| Information shown |
----------

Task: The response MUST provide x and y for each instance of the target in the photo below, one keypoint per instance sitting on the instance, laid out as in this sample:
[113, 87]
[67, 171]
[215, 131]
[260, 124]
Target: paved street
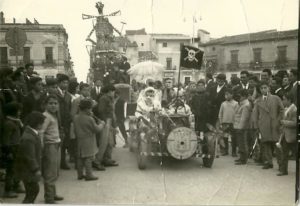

----------

| Work order |
Retype all of the listing word for word and skip the pictures.

| Your response |
Task: The response MUST provide x and y for each instance of the target in the photo below, one keypoint per instance sitting on the instance, laid out as in this sample:
[113, 87]
[67, 171]
[215, 131]
[260, 124]
Target: paved street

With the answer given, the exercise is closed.